Document passage:
During the Kevin Lowe administration–which began in 2000 summer–the Edmonton Oilers rarely do a lot of in-season tinkering. They’ll offload or add at the deadline, but for the most part the club chooses its team in the summer via trade, draft and free agency and then gives that group 40 games to find chemistry.
An example of it would be 2005-06, a season in which everyone knew the Oilers needed goaltending early on. Lowe waited until the deadline before adding Dwayne Roloson (and others) to a top quality hockey club. That run in the spring of 2006 represents the highest level for the organization in a generation, and it also allows us a glimpse into the ‘sense of urgency’ within the organization to start each season with a balanced roster.

SENSE OF URGENCY?

In recent years, the Edmonton Oilers have used waivers during the season to acquire talent. Ryan Jones is the most obvious example, a plug and play energy winger who found a home with Edmonton. Steve MacIntyre also came via waivers in September 2008 and the club grabbed Jesse Boulerice for about 5 minutes in there somewhere.
A small number of waiver pickups, but in terms of procurement both Ryan Jones (168 Oilers games and counting) and Steve MacIntyre (56 games) spent significant time with the club.
Waiver acquisitions can address weakness and offer a team opportunities to fill holes without giving up assets.

THIS YEAR

Jonathan Willis had an outstanding article up today on the early waiver options, and there’s more on the way.  Jon’s #1 is Patrick Maroon, a player we looked at as a possible acquisition back in August when checking out the Minor League All-Stars.

Data segment:
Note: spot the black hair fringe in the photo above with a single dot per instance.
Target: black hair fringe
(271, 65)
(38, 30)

The task: Copy out the entire passage above about the Edmonton Oilers and waiver pickups word for word.

The reply:
During the Kevin Lowe administration–which began in 2000 summer–the Edmonton Oilers rarely do a lot of in-season tinkering. They’ll offload or add at the deadline, but for the most part the club chooses its team in the summer via trade, draft and free agency and then gives that group 40 games to find chemistry.
An example of it would be 2005-06, a season in which everyone knew the Oilers needed goaltending early on. Lowe waited until the deadline before adding Dwayne Roloson (and others) to a top quality hockey club. That run in the spring of 2006 represents the highest level for the organization in a generation, and it also allows us a glimpse into the ‘sense of urgency’ within the organization to start each season with a balanced roster.

SENSE OF URGENCY?

In recent years, the Edmonton Oilers have used waivers during the season to acquire talent. Ryan Jones is the most obvious example, a plug and play energy winger who found a home with Edmonton. Steve MacIntyre also came via waivers in September 2008 and the club grabbed Jesse Boulerice for about 5 minutes in there somewhere.
A small number of waiver pickups, but in terms of procurement both Ryan Jones (168 Oilers games and counting) and Steve MacIntyre (56 games) spent significant time with the club.
Waiver acquisitions can address weakness and offer a team opportunities to fill holes without giving up assets.

THIS YEAR

Jonathan Willis had an outstanding article up today on the early waiver options, and there’s more on the way.  Jon’s #1 is Patrick Maroon, a player we looked at as a possible acquisition back in August when checking out the Minor League All-Stars.